- _REQUIREMENTS_:
- A) Which metrics does the Forge serving tutorial list as tracked at the /metrics endpoint?
- B) Can you write the next part of the Forge serving tutorial, picking up right after its last line?

- _EXCERPTED PASSAGE_:

You have retrained your model overnight. Instead of restarting the server (which drops all in-flight requests), swap it live.

Step 1 -- Save the new model as TorchScript:

import torch

new_model = SentimentModel()
new_model.load_state_dict(torch.load("sentiment_v2.pt"))

scripted = torch.jit.script(new_model)
torch.jit.save(scripted, "sentiment_v2_scripted.pt")

Step 2 -- Tell Forge to swap:

curl -X POST http://localhost:8000/v1/sentiment/reload \
     -H "Content-Type: application/json" \
     -d '{"model_path": "/path/to/sentiment_v2_scripted.pt"}'

Response:

{"status": "swapped", "model": "sentiment", "path": "/path/to/sentiment_v2_scripted.pt"}

Zero downtime. Requests that were already being processed finish on the old model. New requests immediately use the new one.

Tutorial 4: Monitor with Prometheus

Forge exposes production-grade metrics at the /metrics endpoint in Prometheus text format.

curl http://localhost:8000/metrics

Tracked metrics include:

Request latency -- P50, P95, P99 histograms per model
Batch size distribution -- how effectively requests are being grouped
Queue depth -- current backlog per model
Timeout counters -- requests that exceeded the configured timeout
Swap duration -- time taken for each model hot-swap operation

Connect this to a Prometheus scrape target and visualize in Grafana for real-time dashboards.

Configuration Reference

from forge import ModelConfig

config = ModelConfig(
    batch_window_ms=50.0,   # Collect requests for 50ms before dispatching
    max_batch_size=32,       # Early flush if 32 requests accumulate first
    max_queue_depth=256,     # Return 503 if more than 256 requests are pending
    request_timeout_s=30.0,  # Fail requests waiting longer than 30s
    device="cuda",           # "cpu", "cuda", "cuda:0" or "mps"

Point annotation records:
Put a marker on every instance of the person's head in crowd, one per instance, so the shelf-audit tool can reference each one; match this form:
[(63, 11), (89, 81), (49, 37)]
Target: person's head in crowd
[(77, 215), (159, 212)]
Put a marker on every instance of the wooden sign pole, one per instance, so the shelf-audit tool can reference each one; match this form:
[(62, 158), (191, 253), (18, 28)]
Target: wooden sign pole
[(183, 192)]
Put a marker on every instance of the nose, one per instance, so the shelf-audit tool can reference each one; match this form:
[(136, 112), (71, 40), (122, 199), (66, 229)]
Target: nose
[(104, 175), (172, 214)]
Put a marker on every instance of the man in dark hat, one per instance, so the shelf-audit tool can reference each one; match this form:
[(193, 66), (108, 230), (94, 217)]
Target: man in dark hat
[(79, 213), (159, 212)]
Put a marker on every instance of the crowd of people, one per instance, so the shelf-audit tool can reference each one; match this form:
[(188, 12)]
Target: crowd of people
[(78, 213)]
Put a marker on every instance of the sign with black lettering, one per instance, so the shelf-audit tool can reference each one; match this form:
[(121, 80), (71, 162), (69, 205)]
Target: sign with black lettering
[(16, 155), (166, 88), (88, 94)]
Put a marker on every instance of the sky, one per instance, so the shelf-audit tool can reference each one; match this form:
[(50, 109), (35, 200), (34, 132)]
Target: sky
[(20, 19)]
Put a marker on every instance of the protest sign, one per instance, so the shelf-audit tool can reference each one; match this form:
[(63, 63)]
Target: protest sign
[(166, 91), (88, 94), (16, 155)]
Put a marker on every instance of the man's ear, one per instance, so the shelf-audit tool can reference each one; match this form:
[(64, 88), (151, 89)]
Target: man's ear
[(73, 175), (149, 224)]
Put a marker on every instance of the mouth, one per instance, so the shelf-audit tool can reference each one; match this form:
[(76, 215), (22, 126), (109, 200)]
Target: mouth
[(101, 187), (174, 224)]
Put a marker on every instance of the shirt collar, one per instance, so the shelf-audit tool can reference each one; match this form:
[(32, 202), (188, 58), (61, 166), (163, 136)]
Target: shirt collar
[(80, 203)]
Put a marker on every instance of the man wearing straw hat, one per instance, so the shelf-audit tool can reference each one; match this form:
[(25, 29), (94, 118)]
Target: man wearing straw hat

- _ANSWERS TO THE EXERCISE_:
- A) Request latency, batch size distribution, queue depth, timeout counters, and swap duration.

- B)
    num_threads=4,           # PyTorch intraop threads (CPU only)
)

Parameter	Default	Description
`batch_window_ms`	50.0	Time window in milliseconds to collect requests before dispatching a batch
`max_batch_size`	32	Maximum number of requests per batch. Flushes early if reached before the window expires
`max_queue_depth`	256	Maximum pending requests. Returns HTTP 503 when exceeded
`request_timeout_s`	30.0	Per-request timeout. Returns HTTP 504 on expiry
`device`	"cpu"	PyTorch device string for inference
`num_threads`	4	PyTorch intra-op thread count (relevant for CPU inference)

API Reference

Endpoint	Method	Description
`/v1/{model}/predict`	POST	Submit a tensor for batched inference
`/v1/{model}/reload`	POST	Hot-swap to a new TorchScript checkpoint
`/v1/models`	GET	List all registered models and their queue depths
`/metrics`	GET	Prometheus metrics in text format
`/health`	GET	Liveness probe with per-model readiness status
`/docs`	GET	Interactive Swagger API documentation

Benchmark

# Start the server
forge serve examples/serve_dummy.py

# Run the sweep in another terminal
python benchmarks/bench_throughput.py --concurrency 1,5,10,25,50,100

# With chart output
python benchmarks/bench_throughput.py --plot

Sample results (CPU, dummy model, 128-float input):

Concurrency	RPS	P50 (ms)	P95 (ms)	P99 (ms)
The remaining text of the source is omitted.